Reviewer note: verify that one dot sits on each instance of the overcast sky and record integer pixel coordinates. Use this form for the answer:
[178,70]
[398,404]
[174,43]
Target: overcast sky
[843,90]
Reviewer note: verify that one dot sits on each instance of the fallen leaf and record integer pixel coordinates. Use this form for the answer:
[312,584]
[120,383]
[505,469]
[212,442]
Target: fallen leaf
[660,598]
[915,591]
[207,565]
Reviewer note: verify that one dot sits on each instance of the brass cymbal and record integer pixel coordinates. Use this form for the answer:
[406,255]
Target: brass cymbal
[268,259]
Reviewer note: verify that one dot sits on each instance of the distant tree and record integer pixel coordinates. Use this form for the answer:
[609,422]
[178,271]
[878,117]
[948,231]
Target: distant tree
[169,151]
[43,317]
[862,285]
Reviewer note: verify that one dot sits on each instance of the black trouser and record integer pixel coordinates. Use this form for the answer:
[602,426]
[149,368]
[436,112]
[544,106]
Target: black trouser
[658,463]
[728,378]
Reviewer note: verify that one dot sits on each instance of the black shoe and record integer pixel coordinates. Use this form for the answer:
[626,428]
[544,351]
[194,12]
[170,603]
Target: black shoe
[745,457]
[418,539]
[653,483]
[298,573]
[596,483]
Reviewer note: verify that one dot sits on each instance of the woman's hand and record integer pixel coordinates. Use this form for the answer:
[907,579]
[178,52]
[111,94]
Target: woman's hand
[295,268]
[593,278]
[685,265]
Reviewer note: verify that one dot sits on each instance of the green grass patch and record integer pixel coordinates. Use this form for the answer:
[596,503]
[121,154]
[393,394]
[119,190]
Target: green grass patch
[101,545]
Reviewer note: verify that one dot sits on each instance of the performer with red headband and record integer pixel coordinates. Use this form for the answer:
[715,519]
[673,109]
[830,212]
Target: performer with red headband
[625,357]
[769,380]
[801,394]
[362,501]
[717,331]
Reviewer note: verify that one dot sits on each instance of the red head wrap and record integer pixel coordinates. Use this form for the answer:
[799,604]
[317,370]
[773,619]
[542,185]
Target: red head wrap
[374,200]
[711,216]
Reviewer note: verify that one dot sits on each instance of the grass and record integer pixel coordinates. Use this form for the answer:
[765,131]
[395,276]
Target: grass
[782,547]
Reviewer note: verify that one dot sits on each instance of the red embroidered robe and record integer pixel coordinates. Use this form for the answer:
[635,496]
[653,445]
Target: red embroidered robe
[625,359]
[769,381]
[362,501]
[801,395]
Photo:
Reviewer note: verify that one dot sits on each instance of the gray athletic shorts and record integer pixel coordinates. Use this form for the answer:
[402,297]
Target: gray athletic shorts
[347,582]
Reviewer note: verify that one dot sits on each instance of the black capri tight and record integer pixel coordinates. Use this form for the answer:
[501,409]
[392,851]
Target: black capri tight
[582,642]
════
* [Task]:
Rewrite every line of the records above as a numbered list, skipping any blank lines.

* [Result for this exercise]:
1. Reviewer note: verify that one dot sits on each instance of the overcast sky and record integer pixel coordinates. Use this form for the answer:
2. [178,70]
3. [398,404]
4. [174,43]
5. Target: overcast sky
6. [843,90]
7. Reviewer note: verify that one dot sits on each instance of the fallen leaf and record integer pixel coordinates. Use this form for the answer:
8. [312,584]
9. [120,383]
10. [505,469]
11. [212,442]
12. Target: fallen leaf
13. [660,598]
14. [915,591]
15. [207,565]
16. Reviewer note: verify that one dot sits on each instance of the brass cymbal and record integer pixel coordinates. Use this form for the answer:
17. [406,255]
18. Target: brass cymbal
19. [268,259]
20. Reviewer note: verify that one dot sits on each instance of the distant tree and record integer pixel coordinates. Use this form for the answer:
21. [609,422]
22. [178,271]
23. [878,117]
24. [948,231]
25. Target: distant tree
26. [169,151]
27. [43,317]
28. [862,285]
29. Reviewer note: verify that one dot sits on each instance of the black trouser and record integer pixel coordinates. Use this form for the answer:
30. [602,426]
31. [149,368]
32. [436,112]
33. [544,106]
34. Target: black trouser
35. [658,463]
36. [728,378]
37. Reviewer note: verify that one dot sits on each instance of the black shoe and record integer pixel coordinates. Use this form for the answer:
38. [626,428]
39. [544,351]
40. [194,12]
41. [170,603]
42. Target: black shoe
43. [745,457]
44. [418,539]
45. [653,483]
46. [298,573]
47. [596,483]
48. Reviewer note: verify that one dot sits on each instance of the woman's hand and record integer pixel coordinates. Use this form for the answer:
49. [907,579]
50. [178,52]
51. [111,94]
52. Target: woman's hand
53. [295,268]
54. [593,278]
55. [685,265]
56. Reviewer note: verify that one dot sits on each instance of the green grass patch and record integer pixel coordinates. Use this form for the answer:
57. [596,503]
58. [121,154]
59. [393,394]
60. [119,190]
61. Target: green grass patch
62. [101,545]
63. Reviewer note: verify that one dot sits on each instance of the performer with red headband and record integer pixel coordinates. Use this form for the answer:
64. [715,519]
65. [673,109]
66. [830,212]
67. Target: performer with red headband
68. [625,357]
69. [769,380]
70. [801,394]
71. [362,501]
72. [717,331]
73. Reviewer note: verify that one dot sits on each instance of the red head wrap and record integer pixel coordinates. Use this form for the answer:
74. [799,604]
75. [317,370]
76. [773,619]
77. [542,185]
78. Target: red head wrap
79. [374,200]
80. [711,216]
81. Reviewer note: verify that one dot sits on each instance of the grass and record integer pixel coordinates. Use this form for the answer:
82. [765,131]
83. [395,276]
84. Target: grass
85. [782,547]
86. Reviewer note: verify that one dot sits on each instance of the red embroidered robe and record integer pixel coordinates. Use this form for the answer:
87. [635,496]
88. [653,445]
89. Target: red embroidered robe
90. [625,359]
91. [769,381]
92. [362,501]
93. [801,395]
94. Photo:
95. Reviewer note: verify that one dot sits on each instance of the gray athletic shorts and record integer pixel coordinates. Use this form for the answer:
96. [402,297]
97. Target: gray athletic shorts
98. [347,582]
99. Reviewer note: verify that one dot sits on each instance of the black capri tight and record integer pixel coordinates. Use this form for the answer:
100. [501,409]
101. [392,851]
102. Target: black capri tight
103. [582,642]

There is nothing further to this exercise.